- Study material:
====================

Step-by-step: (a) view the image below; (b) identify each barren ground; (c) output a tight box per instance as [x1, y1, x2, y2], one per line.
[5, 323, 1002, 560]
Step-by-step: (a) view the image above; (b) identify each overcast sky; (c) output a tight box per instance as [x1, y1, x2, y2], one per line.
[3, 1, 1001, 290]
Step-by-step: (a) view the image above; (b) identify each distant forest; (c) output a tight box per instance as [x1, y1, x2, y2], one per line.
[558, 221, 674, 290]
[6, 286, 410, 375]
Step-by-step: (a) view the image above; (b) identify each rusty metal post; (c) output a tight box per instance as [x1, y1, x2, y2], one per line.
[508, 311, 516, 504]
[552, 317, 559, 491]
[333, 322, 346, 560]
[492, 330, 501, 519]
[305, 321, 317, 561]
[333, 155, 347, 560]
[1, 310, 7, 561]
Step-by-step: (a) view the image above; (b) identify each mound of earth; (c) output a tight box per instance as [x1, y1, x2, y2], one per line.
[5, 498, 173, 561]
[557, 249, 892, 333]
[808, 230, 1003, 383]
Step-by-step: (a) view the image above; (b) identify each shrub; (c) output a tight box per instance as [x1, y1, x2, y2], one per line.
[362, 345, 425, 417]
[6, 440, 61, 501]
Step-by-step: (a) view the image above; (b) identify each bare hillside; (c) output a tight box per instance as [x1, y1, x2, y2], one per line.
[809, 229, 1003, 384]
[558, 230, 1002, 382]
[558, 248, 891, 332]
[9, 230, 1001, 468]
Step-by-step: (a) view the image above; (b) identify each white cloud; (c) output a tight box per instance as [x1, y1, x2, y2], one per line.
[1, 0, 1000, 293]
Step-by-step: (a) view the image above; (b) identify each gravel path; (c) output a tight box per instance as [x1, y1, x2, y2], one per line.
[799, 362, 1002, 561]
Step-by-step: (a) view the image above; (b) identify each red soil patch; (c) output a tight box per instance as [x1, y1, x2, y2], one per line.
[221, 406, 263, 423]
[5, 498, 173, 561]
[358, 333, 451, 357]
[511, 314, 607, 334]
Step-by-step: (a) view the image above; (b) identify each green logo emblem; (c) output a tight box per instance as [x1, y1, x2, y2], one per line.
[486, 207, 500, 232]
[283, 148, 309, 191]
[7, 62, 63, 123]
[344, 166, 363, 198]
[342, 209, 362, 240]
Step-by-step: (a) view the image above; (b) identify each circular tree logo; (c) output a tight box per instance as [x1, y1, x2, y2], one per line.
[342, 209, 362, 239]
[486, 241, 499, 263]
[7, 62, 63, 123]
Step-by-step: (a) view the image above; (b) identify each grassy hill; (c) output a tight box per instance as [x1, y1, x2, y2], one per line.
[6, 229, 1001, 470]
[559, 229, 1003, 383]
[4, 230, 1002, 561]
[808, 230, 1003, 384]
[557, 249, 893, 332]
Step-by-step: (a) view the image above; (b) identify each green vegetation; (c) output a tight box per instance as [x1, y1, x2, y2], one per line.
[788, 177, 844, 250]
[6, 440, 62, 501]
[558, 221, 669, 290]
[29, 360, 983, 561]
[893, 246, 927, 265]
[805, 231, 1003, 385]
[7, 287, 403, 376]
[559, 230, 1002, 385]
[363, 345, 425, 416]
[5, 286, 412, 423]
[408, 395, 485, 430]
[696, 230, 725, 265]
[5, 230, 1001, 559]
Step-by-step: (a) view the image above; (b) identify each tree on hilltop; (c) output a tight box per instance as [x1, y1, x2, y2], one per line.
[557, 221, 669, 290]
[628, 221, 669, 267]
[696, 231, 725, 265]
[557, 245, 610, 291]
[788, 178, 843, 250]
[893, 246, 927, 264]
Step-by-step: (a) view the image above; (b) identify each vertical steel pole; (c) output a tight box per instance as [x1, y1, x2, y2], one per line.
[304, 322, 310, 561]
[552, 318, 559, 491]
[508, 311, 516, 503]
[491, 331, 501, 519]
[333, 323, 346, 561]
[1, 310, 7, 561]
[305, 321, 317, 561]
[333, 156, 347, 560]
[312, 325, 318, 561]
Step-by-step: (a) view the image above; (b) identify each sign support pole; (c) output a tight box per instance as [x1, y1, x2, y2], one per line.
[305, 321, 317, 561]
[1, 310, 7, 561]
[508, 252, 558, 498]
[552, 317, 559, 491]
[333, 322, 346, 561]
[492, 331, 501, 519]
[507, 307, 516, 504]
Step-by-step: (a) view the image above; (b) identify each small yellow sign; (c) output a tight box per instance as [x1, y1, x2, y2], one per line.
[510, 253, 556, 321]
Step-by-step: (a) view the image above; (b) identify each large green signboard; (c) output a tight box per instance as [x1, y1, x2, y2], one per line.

====================

- Work to complete: Write the entries again, exactly as they stand.

- Exercise answer:
Step-by-step: (a) view the image below; (b) identify each barren ground; (c) output a tight box per instance as [x1, y1, x2, y2], one per line.
[5, 323, 1002, 560]
Step-by-step: (a) view the image above; (b) identify each overcast sky; (c) output a tight box per instance as [x1, y1, x2, y2], one per line.
[3, 1, 1001, 290]
Step-by-step: (a) view the image above; (b) identify each distant forest; (c) output a tight box per instance as [x1, y1, x2, y2], one per line.
[558, 221, 674, 290]
[6, 286, 410, 375]
Step-by-step: (a) view the image above; (b) identify each rusty metal post; (c) output a tight box per instance as [x1, y1, x2, y2], one per line.
[508, 311, 516, 504]
[552, 317, 559, 491]
[333, 322, 346, 560]
[492, 330, 501, 519]
[305, 321, 317, 561]
[333, 155, 347, 560]
[1, 310, 7, 561]
Step-by-step: (a) view the image above; (b) identify each mound of earth; (c) output a tight box per instance as [x1, y1, x2, y2], one per line.
[5, 498, 173, 561]
[557, 249, 892, 333]
[808, 230, 1003, 383]
Step-by-step: (a) view the image above; (b) identify each shrub; (c) output a tight box per instance as [x1, y1, x2, y2], one per line.
[362, 345, 425, 417]
[6, 440, 61, 501]
Step-by-step: (a) view the image above; (b) identify each bare hillside; (c) output a tight box per instance as [x1, y1, x2, y2], one per line.
[809, 229, 1003, 384]
[558, 230, 1002, 382]
[558, 248, 891, 332]
[9, 230, 1001, 468]
Step-by-step: (a) view the image above; (b) identify each white cloud; (c) output a tight box per instance as [x1, y1, x2, y2], one per line.
[1, 0, 1000, 293]
Step-by-step: (a) view the image above; (b) identify each gravel path; (c) output a tight box per instance as [x1, y1, x2, y2], one per line.
[799, 362, 1002, 561]
Step-by-step: (a) view the image above; (b) identify each red soil patch; (c) output a tight box per instance as [x1, y1, x2, y2], one per line.
[221, 406, 263, 423]
[5, 498, 173, 561]
[358, 333, 451, 357]
[511, 314, 607, 334]
Step-by-step: (a) view the image above; (b) identify each green logo emblem; (c) output a tight box per instance as [x1, y1, x2, y2], one per line.
[486, 207, 500, 232]
[283, 148, 309, 191]
[7, 62, 63, 123]
[344, 166, 363, 198]
[342, 209, 362, 240]
Step-by-step: (a) view the image above; (b) identify each circular tree logo; (c) output a tight box per instance as [x1, y1, x2, y2], one per line.
[342, 209, 362, 239]
[486, 241, 499, 263]
[7, 62, 63, 123]
Step-by-step: (a) view the image above; (b) identify each grassy hill; (c) output a tight box per instance as [x1, y1, x2, y2], one per line.
[6, 229, 1001, 470]
[559, 229, 1003, 383]
[4, 230, 1002, 561]
[808, 230, 1003, 384]
[557, 249, 893, 332]
Step-by-step: (a) view the image above; (b) identify each green vegetation; (c) output a tight box per instance as [x1, y1, x2, y2], one per line.
[788, 177, 844, 250]
[6, 440, 62, 501]
[558, 221, 669, 290]
[29, 360, 983, 561]
[893, 246, 927, 265]
[805, 231, 1003, 385]
[7, 287, 403, 376]
[559, 230, 1002, 385]
[363, 345, 425, 416]
[5, 286, 412, 423]
[408, 395, 485, 430]
[696, 230, 725, 265]
[5, 230, 1001, 559]
Step-by-step: (a) view the image above; (b) identify each tree on hilltop; (c) output a tight box per instance as [x1, y1, x2, y2], one per line.
[557, 221, 669, 290]
[628, 221, 669, 267]
[696, 231, 725, 265]
[557, 245, 610, 291]
[788, 178, 843, 250]
[893, 246, 927, 264]
Step-by-step: (a) view the image above; (b) identify each vertical steel pole; (c) output a tight box per instance as [x1, y1, x2, y2], one per line.
[304, 322, 310, 561]
[552, 318, 559, 491]
[508, 311, 516, 503]
[491, 331, 501, 519]
[333, 323, 346, 561]
[1, 310, 7, 561]
[305, 321, 317, 561]
[333, 156, 347, 560]
[312, 325, 318, 561]
Step-by-step: (a) view the image above; (b) identify each sign support pole; (c) output a tight box per instance as [x1, y1, x2, y2], one per line.
[305, 321, 317, 561]
[1, 310, 7, 561]
[508, 252, 558, 498]
[552, 317, 559, 491]
[333, 322, 346, 561]
[492, 331, 501, 519]
[507, 307, 516, 504]
Step-by-step: (a) view the image above; (b) identify each small yellow sign; (c) output a tight box per instance as [x1, y1, x2, y2], one per line.
[510, 253, 556, 321]
Step-by-step: (a) view the image above; (b) identify each large green signboard; (c) output a tight box per instance as [x1, y1, x2, y2], one per line.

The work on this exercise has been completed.